◆ **Excerpted text**:
________________________
Acanthosomatidae is a family of Hemiptera, commonly named "shield bugs" or "stink bugs", for which Kumar in his 1979 world revision recognized 47 genera; now this number is 55 genera, with about 200 species, and is one of the least diversified families within Pentatomoidea. The Acanthosomatidae species are found throughout the world, with the majority in the temperate regions of the Northern Hemisphere.

One of the most well-known species in the Acanthosomatidae family is the hawthorn shield bug (Acanthosoma haemorrhoidale), which is found throughout Europe and also northern Siberia; this species is typically green or brown in color and has a distinctive shape with two projections on its thorax. It feeds on a variety of plants, including hawthorn, rowan, and cherry. Another species in the Acanthosomatidae family is the spiny shield bug (Picromerus bidens), which is found throughout Europe, Asia, and North Africa. It is characterized by its spiny body, which is usually green or brown in color, and it feeds on a variety of plants, including nettle, raspberry, and thistle.
________________________
◆ **Supplied data**:
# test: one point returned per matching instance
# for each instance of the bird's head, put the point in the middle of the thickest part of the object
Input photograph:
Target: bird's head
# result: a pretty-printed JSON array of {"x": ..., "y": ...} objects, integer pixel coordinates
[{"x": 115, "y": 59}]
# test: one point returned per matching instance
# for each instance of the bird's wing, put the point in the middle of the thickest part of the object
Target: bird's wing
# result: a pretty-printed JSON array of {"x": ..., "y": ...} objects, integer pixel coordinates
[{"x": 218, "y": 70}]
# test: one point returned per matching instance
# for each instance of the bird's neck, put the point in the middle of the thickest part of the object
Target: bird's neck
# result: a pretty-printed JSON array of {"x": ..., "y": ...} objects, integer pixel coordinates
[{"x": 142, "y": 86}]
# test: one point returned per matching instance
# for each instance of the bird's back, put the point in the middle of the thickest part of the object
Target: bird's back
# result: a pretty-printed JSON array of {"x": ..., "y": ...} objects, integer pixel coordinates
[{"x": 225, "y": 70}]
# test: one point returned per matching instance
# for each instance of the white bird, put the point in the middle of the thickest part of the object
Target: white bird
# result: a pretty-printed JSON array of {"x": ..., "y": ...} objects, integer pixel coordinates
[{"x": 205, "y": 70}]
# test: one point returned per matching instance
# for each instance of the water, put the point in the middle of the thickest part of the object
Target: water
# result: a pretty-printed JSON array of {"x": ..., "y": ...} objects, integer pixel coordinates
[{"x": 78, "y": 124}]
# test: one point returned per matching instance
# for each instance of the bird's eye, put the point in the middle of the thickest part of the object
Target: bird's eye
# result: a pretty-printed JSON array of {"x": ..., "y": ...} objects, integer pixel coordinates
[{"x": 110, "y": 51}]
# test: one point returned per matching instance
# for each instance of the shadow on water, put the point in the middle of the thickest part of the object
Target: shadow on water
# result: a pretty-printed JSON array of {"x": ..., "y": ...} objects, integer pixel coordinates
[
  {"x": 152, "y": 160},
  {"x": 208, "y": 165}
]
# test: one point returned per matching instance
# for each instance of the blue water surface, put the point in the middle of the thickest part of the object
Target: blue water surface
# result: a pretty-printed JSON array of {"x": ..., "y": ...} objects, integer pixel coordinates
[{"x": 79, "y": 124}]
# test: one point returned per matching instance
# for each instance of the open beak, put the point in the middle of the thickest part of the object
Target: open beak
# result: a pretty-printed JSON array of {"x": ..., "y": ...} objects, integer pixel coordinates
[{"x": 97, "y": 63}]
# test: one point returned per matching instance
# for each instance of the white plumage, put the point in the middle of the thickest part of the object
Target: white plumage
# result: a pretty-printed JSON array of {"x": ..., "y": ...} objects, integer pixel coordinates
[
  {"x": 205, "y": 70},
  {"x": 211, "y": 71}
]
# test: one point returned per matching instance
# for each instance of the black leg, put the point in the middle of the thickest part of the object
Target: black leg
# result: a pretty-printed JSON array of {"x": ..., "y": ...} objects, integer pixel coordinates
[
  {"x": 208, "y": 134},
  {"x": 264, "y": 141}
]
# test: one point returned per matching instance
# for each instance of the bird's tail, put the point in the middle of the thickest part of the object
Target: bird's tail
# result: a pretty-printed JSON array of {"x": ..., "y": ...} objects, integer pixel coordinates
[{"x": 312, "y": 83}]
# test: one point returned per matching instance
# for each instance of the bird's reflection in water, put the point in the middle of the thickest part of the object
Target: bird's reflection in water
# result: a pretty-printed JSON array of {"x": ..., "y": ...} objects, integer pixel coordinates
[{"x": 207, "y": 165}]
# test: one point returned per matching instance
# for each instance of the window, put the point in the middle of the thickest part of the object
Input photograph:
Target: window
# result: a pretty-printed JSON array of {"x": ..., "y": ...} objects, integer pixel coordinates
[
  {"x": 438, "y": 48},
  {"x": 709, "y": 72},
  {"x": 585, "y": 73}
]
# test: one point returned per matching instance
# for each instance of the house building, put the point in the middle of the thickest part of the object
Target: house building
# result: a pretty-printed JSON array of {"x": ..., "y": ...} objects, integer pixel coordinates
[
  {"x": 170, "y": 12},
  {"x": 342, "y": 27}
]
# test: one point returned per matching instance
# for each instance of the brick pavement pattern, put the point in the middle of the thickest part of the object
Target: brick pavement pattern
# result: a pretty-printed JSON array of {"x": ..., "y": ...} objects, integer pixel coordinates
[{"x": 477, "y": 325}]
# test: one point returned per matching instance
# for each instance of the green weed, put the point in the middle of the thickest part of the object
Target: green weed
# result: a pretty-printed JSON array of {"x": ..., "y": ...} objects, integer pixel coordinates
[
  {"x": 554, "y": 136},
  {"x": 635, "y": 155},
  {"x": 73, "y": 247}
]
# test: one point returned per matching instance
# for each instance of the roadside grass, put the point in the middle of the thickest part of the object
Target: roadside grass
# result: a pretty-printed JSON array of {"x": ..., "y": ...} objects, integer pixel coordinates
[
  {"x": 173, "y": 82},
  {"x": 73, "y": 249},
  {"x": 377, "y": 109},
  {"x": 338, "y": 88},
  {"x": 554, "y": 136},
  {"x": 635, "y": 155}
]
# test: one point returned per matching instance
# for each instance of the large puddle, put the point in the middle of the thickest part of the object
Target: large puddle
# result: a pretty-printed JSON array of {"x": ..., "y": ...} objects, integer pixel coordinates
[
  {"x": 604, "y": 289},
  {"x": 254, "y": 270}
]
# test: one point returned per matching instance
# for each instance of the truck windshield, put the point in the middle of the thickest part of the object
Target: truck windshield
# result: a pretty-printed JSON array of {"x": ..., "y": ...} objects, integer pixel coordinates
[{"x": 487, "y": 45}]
________________________
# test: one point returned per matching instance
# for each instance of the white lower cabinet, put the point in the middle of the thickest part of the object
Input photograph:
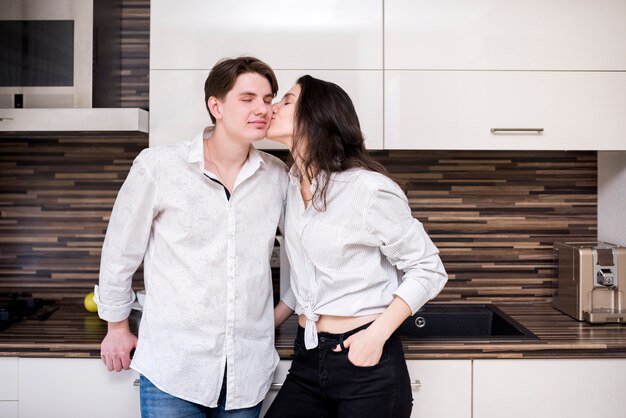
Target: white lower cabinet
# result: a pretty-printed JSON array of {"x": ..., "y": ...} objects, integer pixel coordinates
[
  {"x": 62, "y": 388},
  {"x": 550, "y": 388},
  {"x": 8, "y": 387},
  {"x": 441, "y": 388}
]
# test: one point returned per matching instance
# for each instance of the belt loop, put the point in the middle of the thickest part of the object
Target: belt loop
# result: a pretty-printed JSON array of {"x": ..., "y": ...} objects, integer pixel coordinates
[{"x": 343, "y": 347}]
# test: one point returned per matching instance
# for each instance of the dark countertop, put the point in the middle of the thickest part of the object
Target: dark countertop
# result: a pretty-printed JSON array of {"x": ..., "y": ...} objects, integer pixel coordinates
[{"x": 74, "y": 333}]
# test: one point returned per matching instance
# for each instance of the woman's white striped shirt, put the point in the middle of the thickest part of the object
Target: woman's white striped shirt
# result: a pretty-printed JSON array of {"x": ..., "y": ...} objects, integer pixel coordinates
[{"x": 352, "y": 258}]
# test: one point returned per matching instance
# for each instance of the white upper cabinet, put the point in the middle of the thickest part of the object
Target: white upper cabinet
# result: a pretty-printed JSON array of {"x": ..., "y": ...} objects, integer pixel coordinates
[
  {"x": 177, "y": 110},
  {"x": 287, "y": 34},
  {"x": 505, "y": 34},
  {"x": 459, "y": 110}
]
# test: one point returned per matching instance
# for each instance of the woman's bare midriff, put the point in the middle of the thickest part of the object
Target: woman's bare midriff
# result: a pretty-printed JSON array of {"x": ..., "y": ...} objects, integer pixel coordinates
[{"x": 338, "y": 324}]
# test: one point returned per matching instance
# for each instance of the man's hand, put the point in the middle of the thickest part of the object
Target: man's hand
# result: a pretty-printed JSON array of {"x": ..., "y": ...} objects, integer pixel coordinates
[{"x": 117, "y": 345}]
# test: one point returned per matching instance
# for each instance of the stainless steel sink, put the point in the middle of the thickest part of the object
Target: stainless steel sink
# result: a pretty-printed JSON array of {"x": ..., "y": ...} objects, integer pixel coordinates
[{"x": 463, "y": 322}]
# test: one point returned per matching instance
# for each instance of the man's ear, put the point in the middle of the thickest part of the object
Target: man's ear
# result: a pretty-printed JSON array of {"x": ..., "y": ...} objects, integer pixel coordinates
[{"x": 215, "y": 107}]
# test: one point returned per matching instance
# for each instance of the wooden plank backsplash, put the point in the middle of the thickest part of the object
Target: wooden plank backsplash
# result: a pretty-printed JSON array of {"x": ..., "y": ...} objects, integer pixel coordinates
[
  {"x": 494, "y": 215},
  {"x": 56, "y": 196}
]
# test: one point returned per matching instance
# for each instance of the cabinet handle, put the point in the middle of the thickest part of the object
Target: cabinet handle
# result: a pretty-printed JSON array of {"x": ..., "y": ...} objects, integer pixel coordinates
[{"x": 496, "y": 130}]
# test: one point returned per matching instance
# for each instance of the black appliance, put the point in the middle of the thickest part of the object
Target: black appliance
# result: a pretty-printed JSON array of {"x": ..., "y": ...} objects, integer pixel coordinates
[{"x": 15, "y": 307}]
________________________
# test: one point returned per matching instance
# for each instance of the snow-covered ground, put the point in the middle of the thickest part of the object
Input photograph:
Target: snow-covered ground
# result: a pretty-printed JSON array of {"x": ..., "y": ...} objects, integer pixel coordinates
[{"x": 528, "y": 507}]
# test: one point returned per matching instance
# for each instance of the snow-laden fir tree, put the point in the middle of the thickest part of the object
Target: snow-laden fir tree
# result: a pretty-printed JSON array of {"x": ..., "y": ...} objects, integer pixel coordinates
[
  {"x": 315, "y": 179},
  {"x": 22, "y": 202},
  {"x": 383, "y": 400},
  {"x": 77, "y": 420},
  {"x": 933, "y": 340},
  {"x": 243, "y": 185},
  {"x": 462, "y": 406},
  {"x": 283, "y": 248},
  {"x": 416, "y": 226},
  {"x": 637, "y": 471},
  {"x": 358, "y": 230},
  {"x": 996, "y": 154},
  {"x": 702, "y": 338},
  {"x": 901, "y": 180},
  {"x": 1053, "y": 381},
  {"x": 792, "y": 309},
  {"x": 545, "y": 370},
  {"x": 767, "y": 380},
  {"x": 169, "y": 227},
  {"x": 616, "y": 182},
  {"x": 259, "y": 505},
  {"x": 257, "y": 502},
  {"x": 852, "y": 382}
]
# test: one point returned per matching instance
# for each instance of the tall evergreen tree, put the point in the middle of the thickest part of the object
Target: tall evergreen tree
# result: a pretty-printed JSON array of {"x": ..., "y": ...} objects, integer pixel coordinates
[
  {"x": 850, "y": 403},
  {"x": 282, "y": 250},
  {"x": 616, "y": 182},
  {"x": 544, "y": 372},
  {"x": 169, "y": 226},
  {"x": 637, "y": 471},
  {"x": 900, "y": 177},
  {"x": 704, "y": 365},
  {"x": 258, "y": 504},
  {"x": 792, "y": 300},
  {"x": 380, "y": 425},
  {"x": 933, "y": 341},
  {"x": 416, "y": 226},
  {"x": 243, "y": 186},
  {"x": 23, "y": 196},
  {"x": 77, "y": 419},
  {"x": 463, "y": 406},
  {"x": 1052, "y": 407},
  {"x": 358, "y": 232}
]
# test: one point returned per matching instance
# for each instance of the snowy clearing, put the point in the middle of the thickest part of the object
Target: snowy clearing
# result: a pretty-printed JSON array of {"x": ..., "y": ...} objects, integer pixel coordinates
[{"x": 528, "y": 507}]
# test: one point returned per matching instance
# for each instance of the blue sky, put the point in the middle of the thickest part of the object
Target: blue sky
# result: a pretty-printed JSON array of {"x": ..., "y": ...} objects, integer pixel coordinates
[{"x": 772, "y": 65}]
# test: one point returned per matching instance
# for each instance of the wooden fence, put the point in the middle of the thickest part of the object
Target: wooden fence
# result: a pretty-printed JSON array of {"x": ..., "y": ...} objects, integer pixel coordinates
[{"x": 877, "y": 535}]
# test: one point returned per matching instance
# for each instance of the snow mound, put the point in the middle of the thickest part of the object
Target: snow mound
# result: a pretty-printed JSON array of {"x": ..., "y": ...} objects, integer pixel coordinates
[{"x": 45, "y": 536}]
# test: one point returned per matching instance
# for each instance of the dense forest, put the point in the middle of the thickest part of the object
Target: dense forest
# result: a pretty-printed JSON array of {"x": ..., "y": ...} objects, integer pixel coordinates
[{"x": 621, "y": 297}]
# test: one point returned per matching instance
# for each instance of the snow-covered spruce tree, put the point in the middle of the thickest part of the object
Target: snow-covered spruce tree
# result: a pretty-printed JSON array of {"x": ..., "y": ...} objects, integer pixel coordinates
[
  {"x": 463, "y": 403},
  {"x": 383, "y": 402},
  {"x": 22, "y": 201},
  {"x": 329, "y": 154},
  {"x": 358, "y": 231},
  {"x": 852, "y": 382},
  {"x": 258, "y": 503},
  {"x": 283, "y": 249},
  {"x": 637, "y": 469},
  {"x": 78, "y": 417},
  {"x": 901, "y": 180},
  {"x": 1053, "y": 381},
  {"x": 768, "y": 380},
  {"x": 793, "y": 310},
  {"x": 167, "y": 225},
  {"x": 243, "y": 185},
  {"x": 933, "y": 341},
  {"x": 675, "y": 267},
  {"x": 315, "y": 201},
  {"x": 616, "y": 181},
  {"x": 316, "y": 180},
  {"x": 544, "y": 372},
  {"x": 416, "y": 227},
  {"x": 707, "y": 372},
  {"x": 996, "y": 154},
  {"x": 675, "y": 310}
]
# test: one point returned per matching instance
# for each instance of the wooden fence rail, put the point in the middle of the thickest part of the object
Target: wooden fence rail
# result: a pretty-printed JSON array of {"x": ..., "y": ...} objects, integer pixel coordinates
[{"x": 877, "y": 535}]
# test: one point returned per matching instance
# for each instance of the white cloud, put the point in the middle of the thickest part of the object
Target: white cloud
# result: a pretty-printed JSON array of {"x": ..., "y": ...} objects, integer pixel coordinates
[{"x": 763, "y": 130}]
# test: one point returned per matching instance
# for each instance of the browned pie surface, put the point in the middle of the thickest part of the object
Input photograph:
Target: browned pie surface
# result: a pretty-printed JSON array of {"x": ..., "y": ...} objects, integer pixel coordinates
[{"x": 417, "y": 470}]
________________________
◆ **Problem A**: Which plants does the Acanthosomatidae passage name as food for the species it describes?
◆ **Problem B**: Could you carry on the Acanthosomatidae passage from its final sentence?

◆ **Answer section A**: Hawthorn, rowan, cherry, nettle, raspberry, thistle

◆ **Answer section B**:
Description
These bugs are characterized by their shield-shaped bodies, which are often adorned with spines or projections, and their ability to emit a foul-smelling liquid when threatened.

Habitat
Acanthosomatidae are found in a variety of habitats, including forests, grasslands, and fields.

Genera
Examples of genera and species:
Acanthosoma Curtis, 1824
Acanthosoma haemorrhoidale (Linnaeus, 1758) — Hawthorn shield bug
Acanthosoma labiduroides Jakovlev, 1880 — Green shield bug
Cyphostethus Fieber, 1860
Cyphostethus tristriatus — Juniper shield bug
Elasmostethus Fieber, 1860
Elasmostethus interstinctus — Birch shield bug
Elasmostethus minor
Elasmucha Stål, 1864
Elasmucha cordillera Thomas, 1991
Elasmucha ferrugata (Fabricius, 1787)
Elasmucha fieberi (Jakovlev, 1864)
Elasmucha flammatum (Distant, 1893)
Elasmucha grisea (Linnaeus, 1758) — Parent bug
Elasmucha lateralis (Say, 1831)
Eupolemus
Oncacontias Breddin, 1903
Oncacontias vittatus — Forest shield bug

Ecology and use
Like other shield bugs, Acanthosomatidae play an important role in their ecosystems. They help to control insect populations, and their feeding habits can influence the growth and development of plants. However, they can also be considered pests in agricultural fields and gardens, where they may cause damage to crops.

In addition to their ecological significance, Acanthosomatidae have also been studied for their potential medicinal properties. Research has shown that the secretions produced by some species of Acanthosomatidae contain compounds that have anti-inflammatory and anti-tumor properties, making them potentially useful in the development of new drugs.